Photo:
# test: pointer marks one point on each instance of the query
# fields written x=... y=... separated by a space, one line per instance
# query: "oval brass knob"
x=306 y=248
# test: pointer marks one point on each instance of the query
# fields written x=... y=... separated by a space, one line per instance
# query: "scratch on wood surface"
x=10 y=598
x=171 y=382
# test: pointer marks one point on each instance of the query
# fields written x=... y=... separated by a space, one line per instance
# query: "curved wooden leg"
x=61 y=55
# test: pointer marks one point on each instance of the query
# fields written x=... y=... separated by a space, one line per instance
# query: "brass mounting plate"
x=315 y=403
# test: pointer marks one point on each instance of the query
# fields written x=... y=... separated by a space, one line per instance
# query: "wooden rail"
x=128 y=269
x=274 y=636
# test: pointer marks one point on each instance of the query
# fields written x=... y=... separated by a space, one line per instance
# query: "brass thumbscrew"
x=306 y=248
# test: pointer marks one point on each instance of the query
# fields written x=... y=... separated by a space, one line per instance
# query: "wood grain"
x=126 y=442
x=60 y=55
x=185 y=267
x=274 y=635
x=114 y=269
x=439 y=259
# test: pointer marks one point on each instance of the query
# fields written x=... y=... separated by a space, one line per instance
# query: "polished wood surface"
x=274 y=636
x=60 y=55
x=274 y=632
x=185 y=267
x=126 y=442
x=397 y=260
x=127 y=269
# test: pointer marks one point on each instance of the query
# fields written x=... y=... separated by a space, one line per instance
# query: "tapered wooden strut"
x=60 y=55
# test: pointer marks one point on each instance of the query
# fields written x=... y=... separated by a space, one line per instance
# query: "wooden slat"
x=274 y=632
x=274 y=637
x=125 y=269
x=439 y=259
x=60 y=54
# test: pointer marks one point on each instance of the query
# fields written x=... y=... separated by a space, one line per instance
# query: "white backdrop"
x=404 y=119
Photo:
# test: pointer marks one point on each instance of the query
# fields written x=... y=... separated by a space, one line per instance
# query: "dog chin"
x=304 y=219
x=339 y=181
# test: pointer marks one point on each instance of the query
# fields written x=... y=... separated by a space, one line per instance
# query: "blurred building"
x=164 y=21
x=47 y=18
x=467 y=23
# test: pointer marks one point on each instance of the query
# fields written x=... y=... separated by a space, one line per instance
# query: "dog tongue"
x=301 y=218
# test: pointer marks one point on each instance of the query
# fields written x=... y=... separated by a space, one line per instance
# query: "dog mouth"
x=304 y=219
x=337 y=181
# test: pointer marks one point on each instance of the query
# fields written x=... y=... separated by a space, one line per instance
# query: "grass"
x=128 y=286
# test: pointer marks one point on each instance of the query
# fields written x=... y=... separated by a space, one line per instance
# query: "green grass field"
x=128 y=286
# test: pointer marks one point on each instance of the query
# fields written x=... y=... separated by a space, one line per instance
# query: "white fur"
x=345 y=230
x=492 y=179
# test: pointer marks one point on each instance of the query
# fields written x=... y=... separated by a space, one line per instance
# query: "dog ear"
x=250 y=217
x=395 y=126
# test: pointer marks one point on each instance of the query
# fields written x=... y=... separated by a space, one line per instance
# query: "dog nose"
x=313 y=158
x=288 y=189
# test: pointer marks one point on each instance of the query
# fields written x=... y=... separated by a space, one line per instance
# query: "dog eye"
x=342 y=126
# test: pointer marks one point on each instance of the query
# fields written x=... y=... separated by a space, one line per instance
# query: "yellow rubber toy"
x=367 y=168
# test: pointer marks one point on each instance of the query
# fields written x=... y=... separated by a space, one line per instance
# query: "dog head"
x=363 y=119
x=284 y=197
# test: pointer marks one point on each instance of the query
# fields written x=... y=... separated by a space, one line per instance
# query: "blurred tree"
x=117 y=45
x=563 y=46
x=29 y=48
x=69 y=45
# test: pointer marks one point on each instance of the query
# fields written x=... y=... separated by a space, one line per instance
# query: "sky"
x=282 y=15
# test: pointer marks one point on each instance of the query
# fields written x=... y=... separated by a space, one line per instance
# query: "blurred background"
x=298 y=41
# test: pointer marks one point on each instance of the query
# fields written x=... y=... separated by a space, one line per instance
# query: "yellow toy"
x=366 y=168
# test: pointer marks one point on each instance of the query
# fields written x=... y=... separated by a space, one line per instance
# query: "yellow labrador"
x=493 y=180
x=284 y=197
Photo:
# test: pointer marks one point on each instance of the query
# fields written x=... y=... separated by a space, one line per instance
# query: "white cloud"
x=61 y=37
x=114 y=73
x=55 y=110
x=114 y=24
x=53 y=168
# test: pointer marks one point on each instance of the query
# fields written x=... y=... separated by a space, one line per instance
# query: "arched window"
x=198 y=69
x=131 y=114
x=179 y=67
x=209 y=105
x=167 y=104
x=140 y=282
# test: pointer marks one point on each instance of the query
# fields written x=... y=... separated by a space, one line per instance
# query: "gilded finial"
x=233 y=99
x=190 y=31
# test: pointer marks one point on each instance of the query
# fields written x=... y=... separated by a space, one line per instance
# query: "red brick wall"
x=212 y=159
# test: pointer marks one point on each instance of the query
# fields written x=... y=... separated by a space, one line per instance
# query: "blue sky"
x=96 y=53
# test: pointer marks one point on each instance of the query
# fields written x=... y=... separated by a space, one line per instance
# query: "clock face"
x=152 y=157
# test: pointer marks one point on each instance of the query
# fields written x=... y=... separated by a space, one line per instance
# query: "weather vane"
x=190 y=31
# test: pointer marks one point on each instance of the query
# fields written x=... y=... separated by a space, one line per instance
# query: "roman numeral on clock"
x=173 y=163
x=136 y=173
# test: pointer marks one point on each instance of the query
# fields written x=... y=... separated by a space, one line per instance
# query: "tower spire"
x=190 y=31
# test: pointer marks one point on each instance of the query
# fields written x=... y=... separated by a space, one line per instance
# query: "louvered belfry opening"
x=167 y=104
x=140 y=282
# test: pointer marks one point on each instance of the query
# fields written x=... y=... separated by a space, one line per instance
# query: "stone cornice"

------------------------------------------------------------

EXERCISE BRIEF :: Reproduce every record, matching each line exactly.

RESPONSE FOR THIS EXERCISE ::
Photo:
# test: pointer marks one point on each instance of the query
# fields written x=... y=... separated by a space, one line per instance
# query: "oval brass knob"
x=306 y=248
# test: pointer marks one point on each instance of the query
# fields written x=... y=... separated by a space, one line per instance
# query: "scratch on wood surface"
x=10 y=598
x=171 y=382
# test: pointer marks one point on each instance of the query
# fields written x=... y=... separated by a space, one line per instance
# query: "curved wooden leg"
x=61 y=55
# test: pointer marks one point on each instance of the query
# fields written x=... y=... separated by a space, one line per instance
# query: "brass mounting plate"
x=315 y=403
# test: pointer marks one point on each instance of the query
# fields written x=... y=... separated by a space, one line per instance
# query: "wooden rail"
x=128 y=269
x=274 y=636
# test: pointer marks one point on each instance of the query
# fields written x=... y=... separated by a space, one line per instance
# query: "brass thumbscrew"
x=306 y=248
# test: pointer marks one point on each instance of the query
# fields written x=... y=... separated by a space, one line per instance
# query: "wood grain"
x=126 y=442
x=60 y=55
x=185 y=267
x=274 y=635
x=114 y=269
x=439 y=259
# test: pointer marks one point on each instance of the query
# fields written x=... y=... separated by a space, one line per instance
# query: "polished wood surface"
x=274 y=636
x=60 y=55
x=274 y=632
x=185 y=267
x=126 y=442
x=397 y=260
x=127 y=269
# test: pointer marks one point on each instance of the query
# fields written x=... y=... separated by a space, one line per instance
# query: "tapered wooden strut"
x=60 y=55
# test: pointer marks one point on each instance of the query
# fields written x=... y=... separated by a space, one line per instance
# query: "wooden slat"
x=274 y=632
x=274 y=637
x=125 y=269
x=439 y=259
x=60 y=54
# test: pointer marks one point on each instance of the query
# fields written x=... y=... separated by a space, one line per instance
# query: "white backdrop"
x=404 y=119
Photo:
# test: pointer marks one point on each instance of the query
# fields written x=... y=... separated by a space, one line per instance
# query: "dog chin"
x=304 y=219
x=339 y=181
# test: pointer marks one point on each instance of the query
# fields written x=... y=... separated by a space, one line per instance
# query: "blurred building"
x=164 y=21
x=47 y=18
x=467 y=23
# test: pointer marks one point on each instance of the query
# fields written x=... y=... separated by a space, one line per instance
# query: "dog tongue"
x=301 y=218
# test: pointer marks one point on each instance of the query
# fields written x=... y=... separated by a space, one line per instance
# query: "dog mouth"
x=304 y=219
x=337 y=181
# test: pointer marks one point on each instance of the query
# fields written x=... y=... separated by a space, one line per instance
# query: "grass"
x=128 y=286
# test: pointer marks one point on each instance of the query
# fields written x=... y=... separated by a space, one line per instance
# query: "green grass field"
x=128 y=286
# test: pointer marks one point on each instance of the query
# fields written x=... y=... separated by a space, one line per instance
# query: "white fur"
x=345 y=230
x=492 y=179
# test: pointer marks one point on each instance of the query
# fields written x=... y=... separated by a space, one line per instance
# query: "dog ear"
x=250 y=217
x=395 y=126
# test: pointer marks one point on each instance of the query
# fields written x=... y=... separated by a space, one line per instance
# query: "dog nose"
x=313 y=158
x=288 y=189
# test: pointer marks one point on each instance of the query
# fields written x=... y=... separated by a space, one line per instance
# query: "dog eye"
x=342 y=126
# test: pointer marks one point on each instance of the query
# fields written x=... y=... separated by a space, one line per instance
# query: "yellow rubber toy"
x=367 y=168
# test: pointer marks one point on each instance of the query
# fields written x=... y=... separated by a space, one line per instance
# query: "dog head"
x=363 y=119
x=284 y=197
# test: pointer marks one point on each instance of the query
# fields written x=... y=... separated by a space, one line per instance
# query: "blurred tree"
x=117 y=45
x=563 y=46
x=29 y=48
x=69 y=45
# test: pointer marks one point on each instance of the query
# fields written x=... y=... separated by a space, one line per instance
# query: "sky"
x=282 y=15
# test: pointer marks one point on each instance of the query
# fields written x=... y=... separated by a space, one line per instance
# query: "blurred background"
x=298 y=41
# test: pointer marks one point on each instance of the query
# fields written x=... y=... separated by a space, one line per instance
# query: "yellow toy"
x=366 y=168
# test: pointer marks one point on each instance of the query
# fields written x=... y=... separated by a space, one line per instance
# query: "yellow labrador"
x=493 y=180
x=284 y=197
Photo:
# test: pointer marks one point on each instance of the query
# fields written x=... y=... separated by a space, one line per instance
# query: "white cloud"
x=61 y=37
x=114 y=73
x=55 y=110
x=114 y=24
x=53 y=168
# test: pointer marks one point on each instance of the query
# fields written x=... y=... separated by a space, one line per instance
# query: "arched window"
x=198 y=69
x=131 y=114
x=179 y=67
x=209 y=105
x=167 y=104
x=140 y=282
# test: pointer marks one point on each instance of the query
# fields written x=... y=... separated by a space, one line per instance
# query: "gilded finial"
x=233 y=99
x=190 y=31
# test: pointer marks one point on each instance of the query
# fields written x=... y=... separated by a space, one line per instance
# query: "red brick wall"
x=212 y=159
# test: pointer marks one point on each instance of the query
# fields written x=... y=... separated by a space, one line per instance
# query: "blue sky"
x=96 y=53
# test: pointer marks one point on each instance of the query
# fields written x=... y=... separated by a space, one line per instance
# query: "clock face"
x=152 y=157
# test: pointer marks one point on each instance of the query
# fields written x=... y=... separated by a space, one line per instance
# query: "weather vane"
x=190 y=31
# test: pointer marks one point on each instance of the query
# fields written x=... y=... separated by a space, one line per instance
# query: "roman numeral on clock"
x=173 y=163
x=136 y=173
# test: pointer marks one point on each instance of the query
# fields written x=... y=... separated by a space, one line per instance
# query: "tower spire"
x=190 y=31
# test: pointer marks one point on each instance of the query
# fields written x=... y=... separated by a space, one line per instance
# query: "louvered belfry opening"
x=167 y=104
x=140 y=282
# test: pointer marks one point on each instance of the query
# fields written x=... y=... separated by a space, one line per instance
# query: "stone cornice"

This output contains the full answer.